◆ **DOCUMENT SEGMENT**:
Joseph B Kingsbury moved to Bloomington, Indiana at the end of summer 1946 with his wife Kitty and their two boys, my father, Bryant Kingsbury who was 14 at the time of the move and Preston Deane Kingsbury who had just turned 10 in August that year. The family had lived in Chevy Chase, Maryland (just on the edge of Washington, DC) before the move and that was also where Kitty and the boys lived when JBK was in Tehran, Iran for most of 1944.  

The moved marked the beginning of JBK’s career as a professor of Government at Indiana University, returning to university teaching after many years in government service and working for a private consulting firm. In an early account from this time JBK writes: 

October 31, 1946 –We have been in Indiana 2 months. The country is charming, the weather has been beautiful and warm, the faculty and townspeople easy to get along with. The boys like school better than ever before and seem to have more friends than they did in Chevy Chase. I could be happier than ever before but Kitty seems determined not only to wreck herself, but to take us all with her.

 This is the first account in a file labelled “KBK” in my grandfather’s neat, distinctive print. The file is an inch thick with letters, both typed and handwritten, mostly from JBK documenting four years of Kitty’s drinking habits and bizarre behavior. There’s no benefit to blogging about the details, other than to say they provide a lot of insight into what my father and uncle lived through and leave me even more amazed than ever about my grandfather’s patience and resilience.

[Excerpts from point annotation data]
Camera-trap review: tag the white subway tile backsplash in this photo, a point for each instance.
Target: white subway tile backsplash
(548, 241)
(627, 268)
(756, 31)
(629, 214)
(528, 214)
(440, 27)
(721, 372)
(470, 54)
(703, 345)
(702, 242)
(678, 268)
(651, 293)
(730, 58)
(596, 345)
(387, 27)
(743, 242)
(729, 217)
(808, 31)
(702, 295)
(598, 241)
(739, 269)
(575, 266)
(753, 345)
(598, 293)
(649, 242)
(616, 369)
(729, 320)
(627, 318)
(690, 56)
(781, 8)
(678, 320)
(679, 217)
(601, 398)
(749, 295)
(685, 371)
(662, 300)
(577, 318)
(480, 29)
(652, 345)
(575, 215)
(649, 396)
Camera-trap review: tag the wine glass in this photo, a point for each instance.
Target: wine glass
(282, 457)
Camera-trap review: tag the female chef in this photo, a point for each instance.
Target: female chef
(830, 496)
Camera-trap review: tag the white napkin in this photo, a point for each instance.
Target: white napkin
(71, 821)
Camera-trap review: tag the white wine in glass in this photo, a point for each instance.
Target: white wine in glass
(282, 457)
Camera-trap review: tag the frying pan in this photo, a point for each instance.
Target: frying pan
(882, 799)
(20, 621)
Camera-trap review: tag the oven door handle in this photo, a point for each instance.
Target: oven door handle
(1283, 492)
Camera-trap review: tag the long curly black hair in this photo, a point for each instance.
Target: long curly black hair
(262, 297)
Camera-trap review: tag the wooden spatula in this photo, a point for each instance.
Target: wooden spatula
* * *
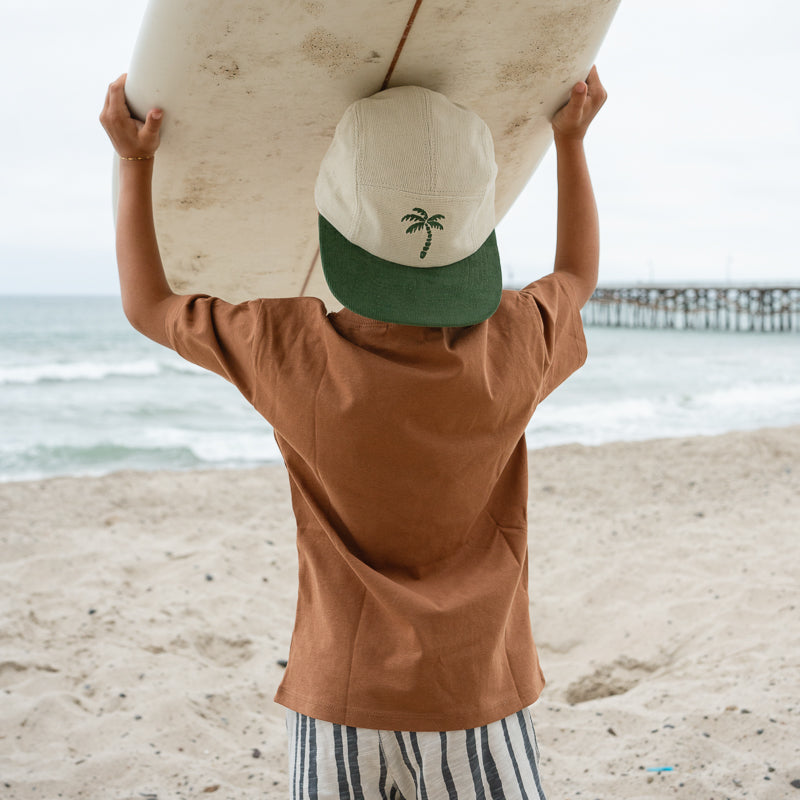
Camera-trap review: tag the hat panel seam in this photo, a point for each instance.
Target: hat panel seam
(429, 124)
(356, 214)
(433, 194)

◆ **TO-DO LIST**:
1. Reproduce word for word the passage of the Kingsbury family history from "Joseph B Kingsbury" up to and including "most of 1944.".
2. Take the Kingsbury family history further, beginning after its final sentence.

◆ **SOLVED TASKS**:
1.
Joseph B Kingsbury moved to Bloomington, Indiana at the end of summer 1946 with his wife Kitty and their two boys, my father, Bryant Kingsbury who was 14 at the time of the move and Preston Deane Kingsbury who had just turned 10 in August that year. The family had lived in Chevy Chase, Maryland (just on the edge of Washington, DC) before the move and that was also where Kitty and the boys lived when JBK was in Tehran, Iran for most of 1944.

2.
I’ve read through most of JBK’s letters before but I always find something interesting that I missed the first time. Today’s tidbit comes from a letter in the KBK file dated May 17, 1949 in which JBK analyzes his behavior to evaluate the merit of Kitty’s claims that he is responsible for all of her unhappiness.  

I love it for his succinct but accurate description of the Kingsbury and Bush families. When I think about my Kingsbury and Bush ancestors who moved to Iowa in the early to mid- 1800s I tend to lump them together under the labels – religious, hard-working pioneers; strong, mid-western stock; salt of the earth. It’s interesting to read JBK’s perspective on the differences between the two families and his perspectives on self-analysis.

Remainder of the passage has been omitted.